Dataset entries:
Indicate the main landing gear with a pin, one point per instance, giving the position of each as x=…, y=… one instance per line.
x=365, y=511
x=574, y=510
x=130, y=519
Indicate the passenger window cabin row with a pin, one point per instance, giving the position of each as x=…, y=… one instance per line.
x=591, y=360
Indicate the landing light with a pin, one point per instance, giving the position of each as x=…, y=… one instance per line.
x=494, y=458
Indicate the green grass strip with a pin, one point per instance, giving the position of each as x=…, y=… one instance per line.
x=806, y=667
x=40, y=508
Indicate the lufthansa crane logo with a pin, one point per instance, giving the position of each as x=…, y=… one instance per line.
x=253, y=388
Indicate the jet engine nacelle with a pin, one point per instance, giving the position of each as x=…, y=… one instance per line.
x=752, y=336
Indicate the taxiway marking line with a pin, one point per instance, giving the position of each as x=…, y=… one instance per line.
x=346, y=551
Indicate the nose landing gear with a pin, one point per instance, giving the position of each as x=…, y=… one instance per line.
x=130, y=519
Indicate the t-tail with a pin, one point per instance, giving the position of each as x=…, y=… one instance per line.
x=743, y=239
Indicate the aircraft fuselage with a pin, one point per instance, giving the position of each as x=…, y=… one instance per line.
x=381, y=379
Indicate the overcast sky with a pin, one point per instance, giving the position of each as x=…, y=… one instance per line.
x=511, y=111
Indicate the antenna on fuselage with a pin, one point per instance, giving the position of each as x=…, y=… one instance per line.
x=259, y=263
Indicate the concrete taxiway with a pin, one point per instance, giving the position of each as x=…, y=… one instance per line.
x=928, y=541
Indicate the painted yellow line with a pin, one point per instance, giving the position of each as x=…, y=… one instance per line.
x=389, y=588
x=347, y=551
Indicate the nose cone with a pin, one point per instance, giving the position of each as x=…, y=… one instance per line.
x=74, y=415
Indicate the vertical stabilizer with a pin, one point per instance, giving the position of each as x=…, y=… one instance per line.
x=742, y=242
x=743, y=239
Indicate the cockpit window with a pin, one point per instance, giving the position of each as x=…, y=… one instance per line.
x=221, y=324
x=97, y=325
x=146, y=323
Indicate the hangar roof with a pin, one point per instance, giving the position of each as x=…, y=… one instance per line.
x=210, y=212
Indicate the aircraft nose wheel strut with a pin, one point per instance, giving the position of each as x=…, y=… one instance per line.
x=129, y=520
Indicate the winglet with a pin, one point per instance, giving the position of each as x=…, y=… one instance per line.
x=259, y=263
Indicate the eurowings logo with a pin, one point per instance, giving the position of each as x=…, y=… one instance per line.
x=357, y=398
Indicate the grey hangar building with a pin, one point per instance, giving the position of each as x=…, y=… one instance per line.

• Required work: Write out each entry again, leaving every word as it is.

• Response to the exercise:
Indicate the main landing gear with a pin, one point per instance, giving the position of each as x=…, y=… one instance per line.
x=365, y=511
x=574, y=510
x=130, y=519
Indicate the passenger window cabin row with a pin, one point per instance, giving the position of each as x=…, y=… one instance per line.
x=591, y=360
Indicate the landing light with a pin, one point per instance, giving the position of each as x=…, y=… one instance per line.
x=494, y=458
Indicate the green grass strip with a pin, one point per instance, giving the position of each as x=…, y=… one instance per line.
x=806, y=667
x=40, y=508
Indicate the lufthansa crane logo with a pin, one point per instance, giving the position of each as x=…, y=… one instance per line.
x=253, y=388
Indicate the jet engine nacelle with a pin, one point per instance, giving the position of each as x=…, y=… one instance per line.
x=752, y=336
Indicate the taxiway marking line with a pin, one point per instance, giving the position of each as x=…, y=… one instance per line.
x=346, y=551
Indicate the nose landing gear with a pin, one point per instance, giving the position of each as x=…, y=… one instance per line.
x=130, y=519
Indicate the t-tail with a pin, one point per instance, giving the position of each as x=…, y=… one instance per line.
x=743, y=239
Indicate the aircraft fuselage with a pin, one point per instance, giving the position of each as x=…, y=… one instance per line.
x=381, y=379
Indicate the overcast sky with a pin, one point per instance, giving the position of each as x=…, y=… one instance per line.
x=511, y=111
Indicate the antenna on fuselage with a pin, one point per instance, giving the position of each as x=…, y=… one instance per line.
x=259, y=263
Indicate the concrete taxiway with a pin, one point per instance, giving the position of each as x=…, y=… one instance per line.
x=928, y=541
Indicate the painted yellow line with a pin, one point per instance, giving the position of each as x=…, y=… one instance per line.
x=389, y=588
x=347, y=551
Indicate the nose cone with a pin, one point per instance, giving the position of each as x=…, y=… one instance per line.
x=74, y=415
Indicate the vertical stabilizer with a pin, one point per instance, giving the position of each as x=…, y=… one instance per line.
x=742, y=242
x=743, y=239
Indicate the cockpit window with a pin, one point per instance, giving the position of each as x=…, y=… one instance per line.
x=221, y=324
x=97, y=325
x=146, y=323
Indicate the hangar roof with a pin, one point per instance, giving the position of each as x=…, y=… one instance per line.
x=210, y=212
Indicate the aircraft nose wheel strut with a pin, one point per instance, giving the position of each as x=…, y=… one instance per line.
x=129, y=520
Indicate the winglet with a pin, one point per instance, giving the position of each as x=…, y=… one instance per line.
x=259, y=263
Indicate the eurowings logo with a pin, one point per instance, giving the position of each as x=…, y=… one instance per line.
x=357, y=398
Indicate the grey hangar building with a pin, one point per instance, giving the position of each as x=…, y=… one instance per line.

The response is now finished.